DOCUMENT EXCERPT:
········
A screening procedure that started as a pilot program in the D.C. area is credited with saving the lives of babies around the world.
Pulse oximetry (or “pulse ox”) is simple, cheap, painless and quick. It involves an oximeter — that little clip that is placed on a finger to check blood oxygen levels.
This same technology can also screen for congenital heart disease in babies, and it was developed at Children’s National Hospital.
Dr. Gerard Martin, a longtime pediatric cardiologist at Children’s National Hospital, led the development of the test with other doctors over a decade ago.
“Most people don’t know it, but heart disease is the No. 1 birth defect in children,” Martin said. “It affects nearly one out of every 100 babies. In that one in 100 babies, about a third of those have a particularly dangerous form called critical congenital heart disease.”
If that heart disease is not caught by the time those babies leave the hospital, they can get very sick at home or even die.
“The normal amount of oxygen in the bloodstream is 98–100%. Babies with heart disease get levels of oxygen that are less than 95%,” he said.
While many think it’s easy to know a baby’s oxygen is low because their skin turns blue, that’s actually an indicator that doesn’t appear until when the oxygen is quite low, Martin said.
“The problem is, the human eye doesn’t detect it often until the number is less than 70%,” he said.
But this testing will catch a child whose oxygen levels are above 70%, but below 95%. It will trigger a warning that something isn’t quite right, so tests can then be done to diagnose the baby’s ailment.
The screening, which is now a mandatory part of newborn screening panels in the United States, is credited with saving 300 lives a year here. But it wasn’t always mandatory.
Research shows the states that were early adapters had a 33% reduction in infant mortality linked to congenital heart disease, compared with the state’s that didn’t mandate it.
Martin is currently working to get the test used around the world, where it’s expected to save almost 700,000 new lives by 2030.
In addition to heart disease, the pulse ox test can pick up other conditions including pneumonia, sepsis and other lung problems that could threaten a baby’s life without treatment.
Martin told a story of his realization that he created something that is making a difference. He was speaking on Capitol Hill to a group of parents when a young mother came up to him in tears and asked him to take a picture with her.
“I said, ‘Sure, but can you tell me why you’re crying and why you want a picture with me?’” he recalled. “She said: ‘My baby was the first baby found in the state of Virginia with that test that you advocated for. You saved my baby’s life, and I wanted to meet you.’
“Those are the chilling stories that you get that you know you’ve done something that’s good,” Martin said.
········
PROVIDED DATA:
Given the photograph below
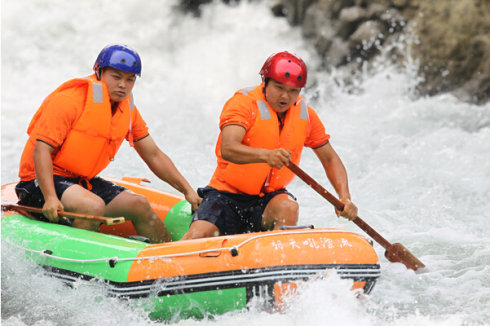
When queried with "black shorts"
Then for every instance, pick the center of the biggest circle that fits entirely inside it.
(30, 194)
(234, 213)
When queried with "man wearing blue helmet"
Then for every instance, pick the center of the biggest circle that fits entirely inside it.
(76, 133)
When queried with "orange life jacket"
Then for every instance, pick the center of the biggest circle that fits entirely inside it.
(258, 178)
(95, 137)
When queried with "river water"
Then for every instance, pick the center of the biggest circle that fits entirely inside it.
(419, 168)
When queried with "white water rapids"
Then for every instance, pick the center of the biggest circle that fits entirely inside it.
(419, 168)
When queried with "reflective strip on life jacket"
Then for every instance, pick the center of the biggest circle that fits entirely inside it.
········
WORK TO BE COMPLETED:
Reproduce the stretch of the pulse oximetry article from "This same technology" through "or even die.", replacing "pediatric cardiologist" with "pediatric heart specialist".

RESULT OF THE TASK:
This same technology can also screen for congenital heart disease in babies, and it was developed at Children’s National Hospital.
Dr. Gerard Martin, a longtime pediatric heart specialist at Children’s National Hospital, led the development of the test with other doctors over a decade ago.
“Most people don’t know it, but heart disease is the No. 1 birth defect in children,” Martin said. “It affects nearly one out of every 100 babies. In that one in 100 babies, about a third of those have a particularly dangerous form called critical congenital heart disease.”
If that heart disease is not caught by the time those babies leave the hospital, they can get very sick at home or even die.